▶ **What to work on**:
**1.** Translate this sentence from the Five For Friday piece into Spanish: "Music has the power to make us feel less alone."
**2.** Copy word for word the part of the Five For Friday piece starting at "Gaëtan C. talks" and ending at "things BRUME here.".
**3.** Carry on writing the Five For Friday piece, picking up after its last sentence.

BRUME is an Ambient, post-rock, shoegaze project started by French musician Gaëtan C. in 2020. With six releases out to date including a new collaboration with DzEta called “Connexion” the project is always evolving and expanding it’s sound.
Gaëtan C. talks about some of their favorite songs in this weeks edition of “Five For Friday” but first check out the video for the BRUME and DzEta track “Connecting” and discover all things BRUME here.
Pink Floyd – Careful With That Axe Eugene
I was quite young when I became interested in the darker, more experimental works of Pink Floyd. This track still blows me away with its slightly disturbing ambience, the swaying effect brought about by the bass, the jazzy groove of the cymbal playing, Richard Wright’s dark keyboard and the progressiveness of the whole, with Roger Waters moving from whispers to howls. It’s a far cry from Pink Floyd’s most “approachable” work, with this piece of “rock in opposition”, unconventional rock in mood, structure and length. It reminds me of Godspeed You! Black Emperor would do later, or A Silver Mt Zion and the track “One Million Died to Make This Sound”, whose structure is comparable to that of Pink Floyd’s here. A clear source of inspiration for the generations that followed…
The Cure – Prayers For Rain
The Cure is the band that got me into music in the first place. So it was unthinkable not to choose a song from their discography. But it’s no easy task, as their discography is so extensive, with so many remarkable albums. Like “Pornography” and, later, “Wish”, the album “Disintegration” made a big impression on me. For me, it’s perhaps their best album in that it perfectly encapsulates everything Cure do best. The balance between cold, dark post-punk tracks, in the vein of “Pornography”, “Faith”, “Seventeen Seconds”, and “pop” tracks, which Robert Smith seems to try to do on every album to satisfy the band’s different audiences, is perfect here. The darkness, poetry and melody are sublime. It’s hard not to talk about the album as a whole, because it’s such a masterpiece. It’s also hard to choose just one track. I could just as easily have chosen “Plainsong”, “Pictures of You” or “Fascination Street”…
Slowdive – 40 days
The exercise of choosing five songs is a complicated one… I’ve already had to choose five bands, which isn’t easy. I remember listening to “40 Days” a lot after a break-up. My first girlfriend, with whom I’d spent a good part of my teenage years, had left me, and I think I found a lot of comfort in that song, which I identified with. Music has the power to make us feel less alone. It was a bit like therapy for me. It made me feel less sad to understand, through music, that other people could be going through the same thing, and also to be able to make the best of this suffering by transforming it into music, as a way of getting a grip on it. On the other hand, the band’s sound, and more generally the “shoegaze” aesthetic, especially the “reverb” ingredient, is something that means a lot to me, in my approach to the guitar and the sound developed in my music.

[Saved entries]
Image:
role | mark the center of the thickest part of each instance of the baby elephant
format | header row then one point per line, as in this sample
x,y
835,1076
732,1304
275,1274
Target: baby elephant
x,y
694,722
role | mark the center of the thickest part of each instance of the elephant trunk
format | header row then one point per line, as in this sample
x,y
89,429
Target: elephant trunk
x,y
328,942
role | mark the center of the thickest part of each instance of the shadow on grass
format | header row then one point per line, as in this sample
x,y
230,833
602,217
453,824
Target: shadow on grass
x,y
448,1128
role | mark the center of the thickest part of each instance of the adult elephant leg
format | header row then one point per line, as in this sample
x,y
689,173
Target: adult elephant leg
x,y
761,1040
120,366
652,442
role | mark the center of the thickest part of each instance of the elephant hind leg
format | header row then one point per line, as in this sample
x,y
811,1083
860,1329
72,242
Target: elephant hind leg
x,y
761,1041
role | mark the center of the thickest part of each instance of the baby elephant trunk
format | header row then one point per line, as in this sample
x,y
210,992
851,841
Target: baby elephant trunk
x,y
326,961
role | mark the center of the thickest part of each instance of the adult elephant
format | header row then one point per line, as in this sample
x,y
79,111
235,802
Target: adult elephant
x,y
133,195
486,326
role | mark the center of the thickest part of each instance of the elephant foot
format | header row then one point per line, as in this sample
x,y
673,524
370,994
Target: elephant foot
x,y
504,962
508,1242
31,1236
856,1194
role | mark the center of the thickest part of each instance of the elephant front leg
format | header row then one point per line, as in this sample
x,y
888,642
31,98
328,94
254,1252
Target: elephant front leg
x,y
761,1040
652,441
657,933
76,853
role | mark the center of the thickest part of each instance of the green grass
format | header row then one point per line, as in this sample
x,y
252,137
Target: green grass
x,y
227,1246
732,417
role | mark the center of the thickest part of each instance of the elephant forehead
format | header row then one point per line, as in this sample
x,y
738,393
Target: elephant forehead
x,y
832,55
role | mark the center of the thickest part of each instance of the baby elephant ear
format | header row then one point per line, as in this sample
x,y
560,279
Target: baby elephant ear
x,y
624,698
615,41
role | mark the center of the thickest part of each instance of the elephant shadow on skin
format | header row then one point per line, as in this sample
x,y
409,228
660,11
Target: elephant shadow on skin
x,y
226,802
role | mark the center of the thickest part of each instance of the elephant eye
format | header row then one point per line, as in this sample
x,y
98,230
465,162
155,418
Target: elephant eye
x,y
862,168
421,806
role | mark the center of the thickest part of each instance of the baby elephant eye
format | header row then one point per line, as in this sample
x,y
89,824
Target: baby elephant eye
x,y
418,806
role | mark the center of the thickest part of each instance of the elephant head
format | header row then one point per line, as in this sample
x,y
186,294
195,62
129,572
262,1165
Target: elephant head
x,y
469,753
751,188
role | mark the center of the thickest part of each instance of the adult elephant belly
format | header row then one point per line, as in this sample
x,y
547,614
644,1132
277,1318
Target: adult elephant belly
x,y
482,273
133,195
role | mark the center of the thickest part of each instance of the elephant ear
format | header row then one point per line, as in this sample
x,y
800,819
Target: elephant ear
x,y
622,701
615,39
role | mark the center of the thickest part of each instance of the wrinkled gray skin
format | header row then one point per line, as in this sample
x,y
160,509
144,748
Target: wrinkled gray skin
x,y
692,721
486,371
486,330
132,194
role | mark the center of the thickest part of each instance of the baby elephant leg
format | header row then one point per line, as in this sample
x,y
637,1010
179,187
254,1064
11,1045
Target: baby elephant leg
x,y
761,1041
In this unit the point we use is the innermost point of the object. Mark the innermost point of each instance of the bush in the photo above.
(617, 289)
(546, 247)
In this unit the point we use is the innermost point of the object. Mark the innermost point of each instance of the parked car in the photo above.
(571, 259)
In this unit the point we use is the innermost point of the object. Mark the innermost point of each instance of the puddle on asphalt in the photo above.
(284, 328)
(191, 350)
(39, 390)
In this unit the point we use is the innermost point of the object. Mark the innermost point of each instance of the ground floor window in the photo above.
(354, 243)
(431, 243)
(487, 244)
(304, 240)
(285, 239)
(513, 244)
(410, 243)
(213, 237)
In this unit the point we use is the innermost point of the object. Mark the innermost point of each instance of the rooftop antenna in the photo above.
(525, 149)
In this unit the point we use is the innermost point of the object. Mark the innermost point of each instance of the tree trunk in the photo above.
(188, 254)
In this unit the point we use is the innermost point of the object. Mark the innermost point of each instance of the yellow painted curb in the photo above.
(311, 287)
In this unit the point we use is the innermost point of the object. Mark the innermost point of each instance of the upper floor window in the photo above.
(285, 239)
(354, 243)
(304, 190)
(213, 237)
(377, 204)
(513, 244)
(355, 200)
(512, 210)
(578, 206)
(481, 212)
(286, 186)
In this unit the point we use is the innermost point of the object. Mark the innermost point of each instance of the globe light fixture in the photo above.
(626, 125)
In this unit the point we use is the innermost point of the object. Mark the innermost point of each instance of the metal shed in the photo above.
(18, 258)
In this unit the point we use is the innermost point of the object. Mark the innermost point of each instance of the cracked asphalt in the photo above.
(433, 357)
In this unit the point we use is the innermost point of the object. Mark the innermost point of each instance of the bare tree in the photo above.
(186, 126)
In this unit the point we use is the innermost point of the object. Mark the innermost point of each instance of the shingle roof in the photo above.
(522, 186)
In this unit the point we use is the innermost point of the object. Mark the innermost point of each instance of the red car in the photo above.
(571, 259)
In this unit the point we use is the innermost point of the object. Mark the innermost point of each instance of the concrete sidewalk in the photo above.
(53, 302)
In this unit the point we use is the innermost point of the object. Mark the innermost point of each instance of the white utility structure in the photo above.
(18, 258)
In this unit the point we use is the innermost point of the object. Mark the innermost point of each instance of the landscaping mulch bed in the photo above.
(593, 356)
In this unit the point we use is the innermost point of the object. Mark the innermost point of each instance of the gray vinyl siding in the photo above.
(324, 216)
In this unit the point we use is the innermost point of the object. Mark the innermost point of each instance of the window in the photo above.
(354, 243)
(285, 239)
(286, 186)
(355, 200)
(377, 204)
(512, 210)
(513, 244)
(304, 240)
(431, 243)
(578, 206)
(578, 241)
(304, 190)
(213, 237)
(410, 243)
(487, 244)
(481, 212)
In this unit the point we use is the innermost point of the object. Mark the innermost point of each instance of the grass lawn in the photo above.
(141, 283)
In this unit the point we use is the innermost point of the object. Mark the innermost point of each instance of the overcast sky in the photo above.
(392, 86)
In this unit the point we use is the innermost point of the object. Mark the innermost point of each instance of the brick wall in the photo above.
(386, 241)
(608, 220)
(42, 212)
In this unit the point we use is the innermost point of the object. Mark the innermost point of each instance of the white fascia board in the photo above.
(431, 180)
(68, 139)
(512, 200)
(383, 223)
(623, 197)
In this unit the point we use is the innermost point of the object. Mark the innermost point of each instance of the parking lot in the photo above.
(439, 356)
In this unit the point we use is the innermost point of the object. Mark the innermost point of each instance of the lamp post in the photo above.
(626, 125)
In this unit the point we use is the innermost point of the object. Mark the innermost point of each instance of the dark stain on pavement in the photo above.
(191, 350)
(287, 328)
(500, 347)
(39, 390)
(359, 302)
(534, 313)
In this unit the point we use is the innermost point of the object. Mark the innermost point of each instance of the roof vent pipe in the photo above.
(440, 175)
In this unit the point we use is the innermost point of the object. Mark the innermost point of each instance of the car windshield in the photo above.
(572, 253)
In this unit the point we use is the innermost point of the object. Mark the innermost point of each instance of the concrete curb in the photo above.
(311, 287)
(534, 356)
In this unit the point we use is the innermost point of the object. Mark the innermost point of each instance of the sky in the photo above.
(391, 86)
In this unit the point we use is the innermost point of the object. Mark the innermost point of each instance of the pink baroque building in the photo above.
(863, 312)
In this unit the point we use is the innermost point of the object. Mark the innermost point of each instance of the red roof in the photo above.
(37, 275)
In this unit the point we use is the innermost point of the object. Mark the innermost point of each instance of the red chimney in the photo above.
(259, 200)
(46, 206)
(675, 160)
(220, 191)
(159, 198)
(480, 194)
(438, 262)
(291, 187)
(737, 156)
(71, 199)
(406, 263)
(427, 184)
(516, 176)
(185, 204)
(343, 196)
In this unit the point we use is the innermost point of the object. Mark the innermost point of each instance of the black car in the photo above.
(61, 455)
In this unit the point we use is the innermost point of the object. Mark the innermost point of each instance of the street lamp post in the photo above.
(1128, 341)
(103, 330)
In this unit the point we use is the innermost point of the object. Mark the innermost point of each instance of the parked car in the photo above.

▶ **Numbered responses**:
**1.** La música tiene el poder de hacernos sentir menos solos.

**2.**
Gaëtan C. talks about some of their favorite songs in this weeks edition of “Five For Friday” but first check out the video for the BRUME and DzEta track “Connecting” and discover all things BRUME here.

**3.**
Mogwai – Hunted By a Freak
When I was younger, I’d sometimes go on vacation in the summer with some musician uncles who lived with me. They had a small music studio and always had lots of records for me to listen to. Each time, I had a sort of “rock vacation”, after which I grew in my musical culture. One summer, I brought back Mogwai’s “Happy Songs For Happy People” album. I was discovering Sigur Ros around the same time. I saw similarities in their approach and sound, and I was soon to fall into what seemed to be called “post-rock”. This was in the mid-2000s. When I first listened to “Hunted By a Freak”, something big happened. I realized that I wanted to compose this kind of thing. I realized I wanted to create music that was atmospheric, deeply immersive, often melodic, progressive, melancholy, even intimate, sometimes bright, sometimes dark, sometimes noisy and disturbing. That’s how I discovered Mogwai, and got a slap in the face. Since then, they’ve become one of the most important bands for me, perhaps the band I’ve seen most live, along with Mono, no doubt.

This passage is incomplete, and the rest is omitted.